Restate each of the lines given below, word for word.

Stored data entries:
=== Begin Enclosure ===

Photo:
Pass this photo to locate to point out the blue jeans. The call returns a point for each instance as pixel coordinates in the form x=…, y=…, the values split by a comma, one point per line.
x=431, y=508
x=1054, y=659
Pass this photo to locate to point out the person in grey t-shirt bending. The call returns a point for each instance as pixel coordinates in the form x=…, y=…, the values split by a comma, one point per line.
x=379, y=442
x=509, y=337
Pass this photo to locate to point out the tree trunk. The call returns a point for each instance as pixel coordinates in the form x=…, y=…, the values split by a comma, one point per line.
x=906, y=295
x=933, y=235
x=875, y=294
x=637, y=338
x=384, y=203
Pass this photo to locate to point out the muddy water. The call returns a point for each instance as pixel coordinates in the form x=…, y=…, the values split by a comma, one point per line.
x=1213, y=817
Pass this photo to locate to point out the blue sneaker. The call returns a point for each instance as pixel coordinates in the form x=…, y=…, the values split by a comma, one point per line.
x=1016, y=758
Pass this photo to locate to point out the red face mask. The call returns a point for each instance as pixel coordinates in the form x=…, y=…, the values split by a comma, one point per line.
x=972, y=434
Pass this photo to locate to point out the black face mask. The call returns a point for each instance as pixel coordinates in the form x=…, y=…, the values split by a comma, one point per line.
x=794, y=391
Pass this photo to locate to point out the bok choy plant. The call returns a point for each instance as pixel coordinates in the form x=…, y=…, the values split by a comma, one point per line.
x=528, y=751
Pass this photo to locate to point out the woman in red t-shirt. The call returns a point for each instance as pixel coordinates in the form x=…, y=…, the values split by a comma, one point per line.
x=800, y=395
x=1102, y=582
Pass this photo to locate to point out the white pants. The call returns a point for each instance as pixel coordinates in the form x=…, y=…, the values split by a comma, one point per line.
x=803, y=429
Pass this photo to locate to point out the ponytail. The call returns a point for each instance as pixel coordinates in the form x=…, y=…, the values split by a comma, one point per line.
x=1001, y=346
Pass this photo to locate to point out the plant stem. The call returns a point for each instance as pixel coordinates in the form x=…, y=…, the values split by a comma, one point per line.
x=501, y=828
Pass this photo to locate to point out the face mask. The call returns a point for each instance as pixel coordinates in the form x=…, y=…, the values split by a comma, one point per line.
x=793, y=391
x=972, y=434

=== End Enclosure ===

→ **ANSWER SECTION**:
Photo:
Pass this photo to locate to point out the blue jeans. The call returns a point for each instance as pixel coordinates in the form x=…, y=…, the values split by a comma, one point per line.
x=431, y=508
x=1054, y=659
Pass this photo to locate to point out the person in grey t-shirt bending. The call returns a point for each instance as pixel coordinates in the form x=…, y=…, the values split by a comma, one point per line.
x=379, y=442
x=509, y=337
Pass this photo to locate to point out the tree trunk. The call returns a point for each instance as pixel coordinates in the form x=…, y=…, the values split by a comma, one point per line.
x=906, y=295
x=933, y=235
x=875, y=294
x=637, y=338
x=384, y=203
Pass this photo to locate to point out the muddy water. The call returns a point for each instance as pixel coordinates in the form x=…, y=…, the values split by a comma, one point per line.
x=1213, y=817
Pass this photo to locate to point out the blue sneaker. The call returns a point for each instance as pixel coordinates in the form x=…, y=…, the values split by a comma, one point per line.
x=1016, y=758
Pass this photo to locate to point out the red face mask. The call returns a point for each instance as pixel coordinates in the form x=…, y=…, the values split by a comma, one point per line.
x=972, y=434
Pass this photo to locate to point out the black face mask. The call returns a point for each instance as pixel coordinates in the form x=…, y=…, the values split by a comma, one point per line.
x=794, y=391
Pass this photo to locate to point out the bok choy plant. The call returns a point for each instance as pixel coordinates in the form x=…, y=…, the values split by a comma, one point per line.
x=528, y=751
Pass this photo to locate to point out the woman in red t-shirt. The call returns a point for each instance as pixel coordinates in the form x=…, y=…, the values split by a comma, one point per line.
x=800, y=395
x=1102, y=582
Pass this photo to locate to point out the white pants. The call returns a point for each instance as pixel coordinates in the form x=…, y=…, the values split by a comma, one point per line.
x=803, y=429
Pass this photo to locate to point out the ponytail. The call returns a point for each instance as pixel coordinates in the form x=…, y=…, the values split by a comma, one point per line.
x=1001, y=346
Pass this photo to locate to point out the plant stem. The call returns a point for each instance as pixel coordinates in the form x=…, y=…, the values split by a comma, one point per line.
x=501, y=828
Pass this photo to locate to point out the face mask. The call returns a point for each instance as pixel coordinates in the form x=…, y=…, the values split by a comma, one point per line.
x=793, y=391
x=972, y=434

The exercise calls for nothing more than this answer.